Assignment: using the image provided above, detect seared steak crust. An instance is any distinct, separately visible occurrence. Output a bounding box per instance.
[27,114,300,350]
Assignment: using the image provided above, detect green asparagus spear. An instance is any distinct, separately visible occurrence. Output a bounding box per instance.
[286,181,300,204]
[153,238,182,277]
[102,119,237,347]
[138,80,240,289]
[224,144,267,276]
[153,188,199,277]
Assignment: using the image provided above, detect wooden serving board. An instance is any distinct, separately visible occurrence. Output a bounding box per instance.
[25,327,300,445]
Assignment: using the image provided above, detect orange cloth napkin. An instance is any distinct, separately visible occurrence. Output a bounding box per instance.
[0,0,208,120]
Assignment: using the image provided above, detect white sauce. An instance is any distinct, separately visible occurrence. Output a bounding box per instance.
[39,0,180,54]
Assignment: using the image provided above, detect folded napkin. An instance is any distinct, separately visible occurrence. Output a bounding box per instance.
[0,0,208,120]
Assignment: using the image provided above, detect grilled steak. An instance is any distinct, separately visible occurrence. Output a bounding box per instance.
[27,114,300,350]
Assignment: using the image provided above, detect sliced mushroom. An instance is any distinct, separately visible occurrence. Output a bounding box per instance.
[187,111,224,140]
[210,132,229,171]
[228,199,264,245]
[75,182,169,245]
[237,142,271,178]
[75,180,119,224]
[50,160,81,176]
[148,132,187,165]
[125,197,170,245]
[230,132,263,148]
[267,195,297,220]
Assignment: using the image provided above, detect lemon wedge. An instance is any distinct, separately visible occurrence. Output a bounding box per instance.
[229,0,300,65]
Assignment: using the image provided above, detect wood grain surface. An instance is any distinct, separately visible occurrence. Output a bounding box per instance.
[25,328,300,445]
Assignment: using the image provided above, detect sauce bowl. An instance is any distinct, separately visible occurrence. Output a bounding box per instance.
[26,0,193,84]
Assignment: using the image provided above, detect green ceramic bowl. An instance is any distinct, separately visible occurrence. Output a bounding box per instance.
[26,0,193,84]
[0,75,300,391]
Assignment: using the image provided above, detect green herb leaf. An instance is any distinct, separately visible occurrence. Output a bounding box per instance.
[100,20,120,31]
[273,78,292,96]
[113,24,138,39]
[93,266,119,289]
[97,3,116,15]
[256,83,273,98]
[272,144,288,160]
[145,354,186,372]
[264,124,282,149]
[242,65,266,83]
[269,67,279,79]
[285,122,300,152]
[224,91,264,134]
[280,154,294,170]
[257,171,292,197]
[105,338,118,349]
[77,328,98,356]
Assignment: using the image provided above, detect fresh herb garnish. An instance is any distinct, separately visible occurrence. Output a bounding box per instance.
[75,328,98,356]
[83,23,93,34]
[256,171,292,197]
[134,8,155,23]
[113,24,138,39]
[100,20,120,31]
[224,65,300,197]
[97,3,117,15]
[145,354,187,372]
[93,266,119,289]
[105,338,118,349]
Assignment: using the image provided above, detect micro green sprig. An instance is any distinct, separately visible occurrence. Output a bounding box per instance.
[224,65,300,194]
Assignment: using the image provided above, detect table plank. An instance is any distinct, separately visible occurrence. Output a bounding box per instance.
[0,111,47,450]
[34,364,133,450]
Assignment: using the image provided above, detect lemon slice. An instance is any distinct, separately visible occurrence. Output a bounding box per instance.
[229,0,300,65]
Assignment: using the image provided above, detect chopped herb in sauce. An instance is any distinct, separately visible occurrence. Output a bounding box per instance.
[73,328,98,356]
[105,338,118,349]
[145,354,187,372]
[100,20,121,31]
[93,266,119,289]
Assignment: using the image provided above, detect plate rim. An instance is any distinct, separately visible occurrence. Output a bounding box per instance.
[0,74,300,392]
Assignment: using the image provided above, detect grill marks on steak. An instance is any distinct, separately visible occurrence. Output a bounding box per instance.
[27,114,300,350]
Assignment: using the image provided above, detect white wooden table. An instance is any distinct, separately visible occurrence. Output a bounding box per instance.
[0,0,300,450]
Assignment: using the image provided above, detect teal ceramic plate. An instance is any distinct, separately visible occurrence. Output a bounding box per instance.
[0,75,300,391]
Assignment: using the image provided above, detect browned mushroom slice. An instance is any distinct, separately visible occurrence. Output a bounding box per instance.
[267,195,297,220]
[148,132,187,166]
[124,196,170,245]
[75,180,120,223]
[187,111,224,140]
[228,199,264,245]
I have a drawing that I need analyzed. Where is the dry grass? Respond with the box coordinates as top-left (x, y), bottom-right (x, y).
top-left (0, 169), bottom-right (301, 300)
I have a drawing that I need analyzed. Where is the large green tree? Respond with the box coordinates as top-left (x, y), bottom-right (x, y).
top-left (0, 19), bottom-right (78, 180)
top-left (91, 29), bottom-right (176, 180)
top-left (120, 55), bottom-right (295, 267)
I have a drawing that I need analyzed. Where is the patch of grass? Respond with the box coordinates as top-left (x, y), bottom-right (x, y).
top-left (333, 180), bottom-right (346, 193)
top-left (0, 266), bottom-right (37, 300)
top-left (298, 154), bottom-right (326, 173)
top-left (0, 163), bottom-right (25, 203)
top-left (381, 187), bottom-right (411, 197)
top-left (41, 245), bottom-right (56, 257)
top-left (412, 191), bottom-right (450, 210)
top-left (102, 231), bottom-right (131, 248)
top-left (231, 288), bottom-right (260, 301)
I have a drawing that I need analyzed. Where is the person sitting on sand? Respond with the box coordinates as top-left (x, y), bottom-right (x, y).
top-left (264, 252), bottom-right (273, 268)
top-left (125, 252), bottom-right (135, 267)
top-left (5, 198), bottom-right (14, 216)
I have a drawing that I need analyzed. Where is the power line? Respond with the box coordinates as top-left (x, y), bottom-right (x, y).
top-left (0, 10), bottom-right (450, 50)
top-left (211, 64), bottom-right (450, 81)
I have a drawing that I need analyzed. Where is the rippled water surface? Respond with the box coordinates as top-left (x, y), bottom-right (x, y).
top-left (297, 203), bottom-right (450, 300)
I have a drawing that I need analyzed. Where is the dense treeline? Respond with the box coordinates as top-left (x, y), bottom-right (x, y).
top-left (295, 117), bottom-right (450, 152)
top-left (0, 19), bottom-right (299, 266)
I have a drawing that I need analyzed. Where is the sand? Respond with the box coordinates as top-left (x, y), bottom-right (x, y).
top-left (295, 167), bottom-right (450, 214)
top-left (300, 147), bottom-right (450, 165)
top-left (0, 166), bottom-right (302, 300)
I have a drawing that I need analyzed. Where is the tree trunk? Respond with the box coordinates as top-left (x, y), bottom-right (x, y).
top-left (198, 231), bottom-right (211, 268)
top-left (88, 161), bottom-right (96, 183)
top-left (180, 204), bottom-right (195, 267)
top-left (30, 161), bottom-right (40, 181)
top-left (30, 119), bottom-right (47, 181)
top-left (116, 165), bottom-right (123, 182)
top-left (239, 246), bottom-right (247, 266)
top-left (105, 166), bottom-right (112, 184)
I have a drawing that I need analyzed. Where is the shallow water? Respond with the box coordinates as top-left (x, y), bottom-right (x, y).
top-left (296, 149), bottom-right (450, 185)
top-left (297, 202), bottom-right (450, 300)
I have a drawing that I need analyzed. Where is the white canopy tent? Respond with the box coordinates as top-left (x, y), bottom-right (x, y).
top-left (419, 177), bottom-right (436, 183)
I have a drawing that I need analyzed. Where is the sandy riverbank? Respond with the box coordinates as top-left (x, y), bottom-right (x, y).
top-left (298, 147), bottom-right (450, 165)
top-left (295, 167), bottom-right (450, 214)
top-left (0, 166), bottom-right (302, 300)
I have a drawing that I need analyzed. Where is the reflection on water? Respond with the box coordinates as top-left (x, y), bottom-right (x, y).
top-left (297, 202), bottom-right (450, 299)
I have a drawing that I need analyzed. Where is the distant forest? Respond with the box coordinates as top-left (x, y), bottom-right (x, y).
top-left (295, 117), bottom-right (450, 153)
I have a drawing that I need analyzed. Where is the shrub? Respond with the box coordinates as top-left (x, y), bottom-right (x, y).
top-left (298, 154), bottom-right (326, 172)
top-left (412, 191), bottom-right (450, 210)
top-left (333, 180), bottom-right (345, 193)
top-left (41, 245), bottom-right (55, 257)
——————
### DESCRIPTION OF THE TASK
Arrange the listing from the line with "is the sand?" to the line with "top-left (419, 177), bottom-right (436, 183)", both included, as a two-column CSV with the columns input and output. Give one row for each text and the answer that follows it, with each value in a single quoted field and its line breaks replaced by spaces.

### REPLY
input,output
"I have a drawing that I need analyzed. Where is the sand? Respond with the box coordinates as top-left (x, y), bottom-right (x, y).","top-left (295, 167), bottom-right (450, 214) top-left (300, 147), bottom-right (450, 165) top-left (0, 166), bottom-right (302, 300)"
"I have a drawing that I need analyzed. Where is the tree trunk? Respond with the box coordinates as top-left (x, y), bottom-right (x, y).","top-left (198, 231), bottom-right (211, 268) top-left (88, 161), bottom-right (96, 183) top-left (180, 204), bottom-right (195, 267) top-left (30, 161), bottom-right (40, 181) top-left (30, 119), bottom-right (47, 181) top-left (116, 165), bottom-right (123, 182) top-left (239, 246), bottom-right (247, 266) top-left (105, 166), bottom-right (112, 184)"
"I have a drawing that I need analyzed. Where is the shallow water? Respond with the box coordinates as top-left (x, y), bottom-right (x, y).","top-left (296, 149), bottom-right (450, 185) top-left (297, 202), bottom-right (450, 300)"
"I have a drawing that I need analyzed. Where is the white canopy tent? Respond with the box coordinates as top-left (x, y), bottom-right (x, y).","top-left (419, 177), bottom-right (436, 183)"